* CHALLENGE
Please answer from the post on Sonja Lyubomirsky: which annual salary would many people rather earn when others are making $25,000?

Sonja Lyubomirsky And The Joneses
It's hard if your life sucks. It seems it's less hard if everybody else's life sucks, too.
UC Riverside prof, Sonja Lyubomirsky, whose terrific, data-based book, The How of Happiness, comes out in paperback today, has a piece in The New York Times about why we aren't all in as much of a panic as we might be over the tanking economy:
Research in psychology and economics suggests that when only your salary is cut, or when only you make a foolish investment, or when only you lose your job, you become considerably less satisfied with your life. But when everyone from autoworkers to Wall Street financiers becomes worse off, your life satisfaction remains pretty much the same.Indeed, humans are remarkably attuned to relative position and status. As the economists David Hemenway and Sara Solnick demonstrated in a study at Harvard, many people would prefer to receive an annual salary of $50,000 when others are making $25,000 than to earn $100,000 a year when others are making $200,000.
Similarly, Daniel Zizzo and Andrew Oswald, economists in Britain, conducted a study that showed that people would give up money if doing so would cause someone else to give up a slightly larger sum. That is, we will make ourselves poorer in order to make someone else poorer, too.
Findings like these reveal an all-too-human truth. We care more about social comparison, status and rank than about the absolute value of our bank accounts or reputations.
...So in a world in which just about all of us have seen our retirement savings and home values plummet, it's no wonder that we all feel surprisingly O.K.
I wouldn't say I feel "surprisingly O.K.," but it's nice to know I probably don't feel as bad as I would if people were all still getting ridiculous ARMs and flipping houses while I rent and live frugally.

* DATA SEGMENT
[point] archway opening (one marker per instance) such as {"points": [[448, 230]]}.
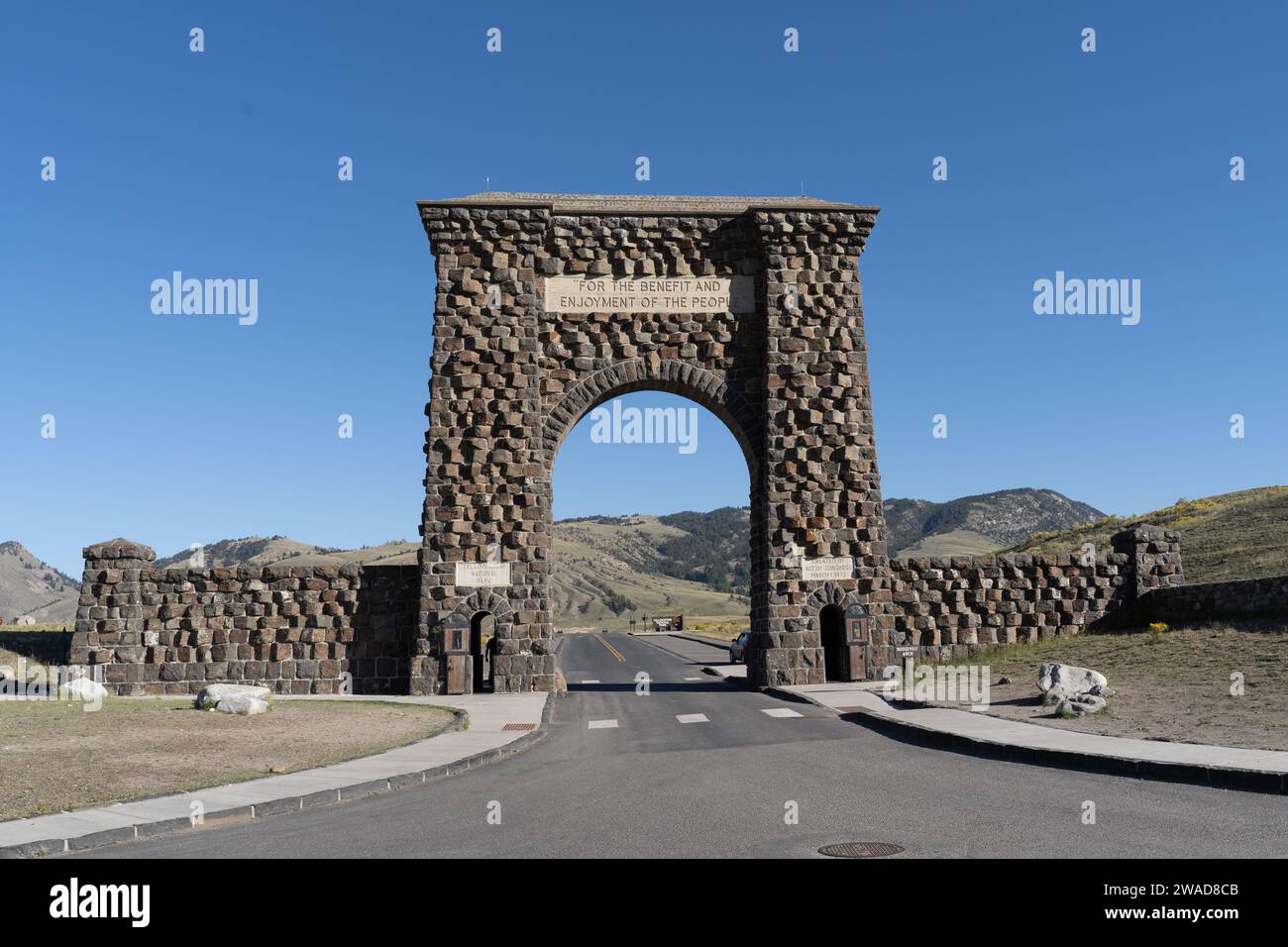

* CORRECT OUTPUT
$50,000